§ **SUPPLIED INFORMATION**:
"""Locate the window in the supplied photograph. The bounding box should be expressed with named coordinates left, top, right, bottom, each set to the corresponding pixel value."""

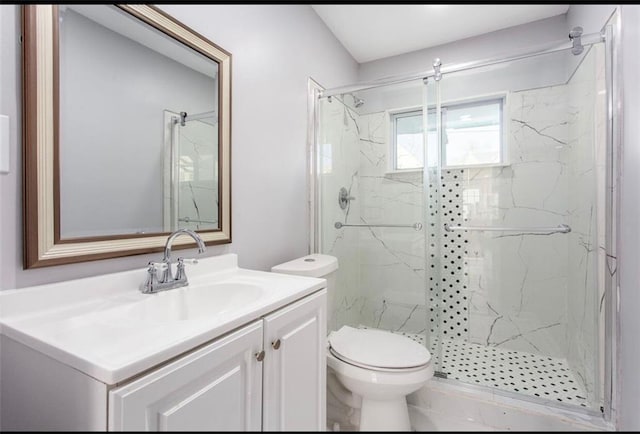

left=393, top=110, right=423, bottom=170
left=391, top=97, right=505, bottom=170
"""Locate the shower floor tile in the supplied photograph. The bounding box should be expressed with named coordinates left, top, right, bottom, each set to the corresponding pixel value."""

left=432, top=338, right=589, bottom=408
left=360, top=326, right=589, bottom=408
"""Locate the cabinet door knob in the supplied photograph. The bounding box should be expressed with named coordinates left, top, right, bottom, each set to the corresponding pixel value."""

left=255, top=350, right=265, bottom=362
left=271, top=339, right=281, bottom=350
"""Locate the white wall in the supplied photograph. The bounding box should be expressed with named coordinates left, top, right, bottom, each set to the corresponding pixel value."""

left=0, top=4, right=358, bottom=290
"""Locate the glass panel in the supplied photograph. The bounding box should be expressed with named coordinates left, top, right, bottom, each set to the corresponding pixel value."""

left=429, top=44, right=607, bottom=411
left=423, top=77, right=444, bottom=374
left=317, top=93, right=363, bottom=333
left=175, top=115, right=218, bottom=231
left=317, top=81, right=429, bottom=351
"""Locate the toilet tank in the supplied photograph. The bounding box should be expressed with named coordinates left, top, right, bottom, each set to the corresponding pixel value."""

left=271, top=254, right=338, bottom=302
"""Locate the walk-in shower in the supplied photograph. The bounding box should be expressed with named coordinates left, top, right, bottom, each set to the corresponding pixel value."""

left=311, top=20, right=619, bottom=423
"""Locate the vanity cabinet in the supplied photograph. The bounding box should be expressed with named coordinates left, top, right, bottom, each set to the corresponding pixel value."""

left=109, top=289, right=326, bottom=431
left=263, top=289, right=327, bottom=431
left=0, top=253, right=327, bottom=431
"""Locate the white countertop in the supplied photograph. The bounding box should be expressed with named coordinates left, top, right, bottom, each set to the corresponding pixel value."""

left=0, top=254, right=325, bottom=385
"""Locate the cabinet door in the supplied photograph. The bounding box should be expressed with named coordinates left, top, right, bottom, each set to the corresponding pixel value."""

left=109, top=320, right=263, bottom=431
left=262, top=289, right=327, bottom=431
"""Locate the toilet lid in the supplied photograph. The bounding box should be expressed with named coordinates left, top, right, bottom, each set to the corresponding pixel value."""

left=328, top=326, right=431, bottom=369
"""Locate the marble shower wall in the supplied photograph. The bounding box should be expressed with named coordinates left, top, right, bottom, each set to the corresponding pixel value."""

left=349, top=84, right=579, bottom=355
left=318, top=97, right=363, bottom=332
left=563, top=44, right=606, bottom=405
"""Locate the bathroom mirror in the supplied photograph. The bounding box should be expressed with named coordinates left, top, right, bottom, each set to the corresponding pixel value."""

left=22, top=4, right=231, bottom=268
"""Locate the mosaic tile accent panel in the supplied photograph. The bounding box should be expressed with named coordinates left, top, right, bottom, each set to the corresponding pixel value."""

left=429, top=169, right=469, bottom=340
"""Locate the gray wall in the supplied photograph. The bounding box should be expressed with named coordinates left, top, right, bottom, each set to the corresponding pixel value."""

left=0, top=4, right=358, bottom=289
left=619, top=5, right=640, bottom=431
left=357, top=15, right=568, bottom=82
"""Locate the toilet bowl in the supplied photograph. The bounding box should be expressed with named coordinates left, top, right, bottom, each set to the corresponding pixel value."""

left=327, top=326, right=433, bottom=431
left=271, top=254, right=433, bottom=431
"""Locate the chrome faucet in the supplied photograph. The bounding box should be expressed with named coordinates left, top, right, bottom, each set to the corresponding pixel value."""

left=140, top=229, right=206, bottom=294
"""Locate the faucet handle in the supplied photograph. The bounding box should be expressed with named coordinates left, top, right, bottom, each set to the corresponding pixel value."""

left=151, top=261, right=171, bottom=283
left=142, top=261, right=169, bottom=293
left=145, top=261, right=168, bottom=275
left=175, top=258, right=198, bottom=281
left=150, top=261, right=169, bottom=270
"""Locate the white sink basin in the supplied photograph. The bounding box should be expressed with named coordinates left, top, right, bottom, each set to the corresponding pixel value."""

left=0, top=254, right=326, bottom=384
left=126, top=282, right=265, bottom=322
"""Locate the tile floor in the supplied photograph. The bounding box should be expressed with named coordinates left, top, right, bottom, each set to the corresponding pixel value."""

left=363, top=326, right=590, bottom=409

§ **EXERCISE DETAILS**:
Where the material contains pictures, leave them out and copy the rest verbatim.

§ **WRITTEN ANSWER**:
"""Locate the window in the supplied photograph. The bounding box should be expressed with named coordinates left, top, right, bottom, each set to the corresponding pixel value."""


left=393, top=110, right=423, bottom=170
left=391, top=97, right=505, bottom=170
"""Locate the shower floor tile in the supplied photograph. The bounding box should be expressed with named coordinates left, top, right, bottom, each set to the corresponding pixel value."""

left=432, top=338, right=589, bottom=408
left=360, top=326, right=589, bottom=408
"""Locate the cabinet door knob in the supplied photograph. The bounding box should be expressed with named coordinates left, top, right, bottom, each set to the corresponding pixel value."""

left=255, top=350, right=265, bottom=362
left=271, top=339, right=281, bottom=350
"""Locate the white wall in the supplied photograph. The bounding box should be expressed with named coordinates left, top, right, bottom, each set to the corresponding pixel value."""

left=0, top=4, right=358, bottom=290
"""Locate the glass panel in the supplied photograph. The bounding box should be expressed with named coordinates left, top, right, bottom, each set to the corresponding pixel value."""

left=429, top=44, right=607, bottom=411
left=423, top=77, right=444, bottom=374
left=317, top=93, right=363, bottom=333
left=175, top=115, right=218, bottom=231
left=317, top=81, right=429, bottom=351
"""Locate the toilet tank in the supplied photograph. The bounding box should be expressed with named coordinates left, top, right, bottom, each set to the corresponding pixel value."""

left=271, top=254, right=338, bottom=302
"""Locate the walk-in shower in the supplied photograph. The bounding box should be expressed with named coordinates left, top, right, bottom, each set to the corresponding pixel value."""

left=311, top=20, right=619, bottom=423
"""Locate the vanity cabinet in the supplied photograph. The bounding box should be expressed with named coordinates left, top, right, bottom, each set to the corresponding pixel value."""

left=109, top=289, right=326, bottom=431
left=263, top=289, right=327, bottom=431
left=0, top=253, right=327, bottom=431
"""Locate the white countertop in the supplied photograph. The bounding box should be expressed with named coordinates left, top, right, bottom, each set to the corresponding pixel value."""

left=0, top=254, right=325, bottom=385
"""Locate the cabinet door in the supplied photograph. The bounding box should be expressed with named coordinates left, top, right, bottom, each set to the corresponding pixel value."""

left=109, top=320, right=263, bottom=431
left=262, top=289, right=327, bottom=431
"""Locate the toilet lid in the supplied photograph. The bounding box should be expressed with named coordinates left, top, right, bottom, each set to the corresponding pixel value."""

left=328, top=326, right=431, bottom=369
"""Locate the marble shower wall in the supplied photograph. The bounding box should be expressed with named coordinates left, top, right, bottom, each set to the corresponding pixel value."""

left=349, top=84, right=579, bottom=355
left=318, top=97, right=363, bottom=332
left=563, top=44, right=606, bottom=405
"""Locate the bathroom mirror in the supplied photograph. The bounding box should be expressed with named coordinates left, top, right, bottom, each set to the corresponding pixel value."""

left=22, top=4, right=231, bottom=268
"""Locate the mosaic tile accent panel in the supplied photograph. The bounding box should be expressed with named coordinates left, top, right, bottom, each set to the corresponding pixel value."""

left=429, top=169, right=469, bottom=340
"""Locate the gray wall in the supplied photograph. The bounding box should be expressed with named coordinates left, top, right, bottom, each set to the corresponding pixel value."""

left=0, top=4, right=358, bottom=289
left=619, top=5, right=640, bottom=431
left=357, top=15, right=568, bottom=82
"""Locate the toilet bowl in the supplied photograph. The bounding box should be expressed with named coordinates left, top, right, bottom, each set to the corresponding pixel value."""

left=327, top=326, right=433, bottom=431
left=271, top=254, right=433, bottom=431
"""Locate the chrome faucet in the supplied photograph. The bounding box should be expressed with named coordinates left, top, right, bottom, each set to the corresponding pixel value."""

left=140, top=229, right=206, bottom=294
"""Locate the faucet handle in the supplied photograph. The bounding box should be expressed with named coordinates left, top, right, bottom, each set to the corresponding pixel value."""

left=151, top=261, right=171, bottom=283
left=142, top=261, right=169, bottom=293
left=145, top=261, right=168, bottom=275
left=175, top=258, right=198, bottom=281
left=150, top=261, right=169, bottom=270
"""Locate the white sink basin in the supplied photograph. The bounding box should be expressed with named coordinates left, top, right, bottom, each set to the corresponding pixel value."""

left=0, top=254, right=326, bottom=384
left=126, top=282, right=265, bottom=322
"""Locate the tile floor in the supplied photograph. The bounding box should be expressed with named coordinates left, top, right, bottom, each set to the corresponding pixel value."""

left=363, top=326, right=590, bottom=409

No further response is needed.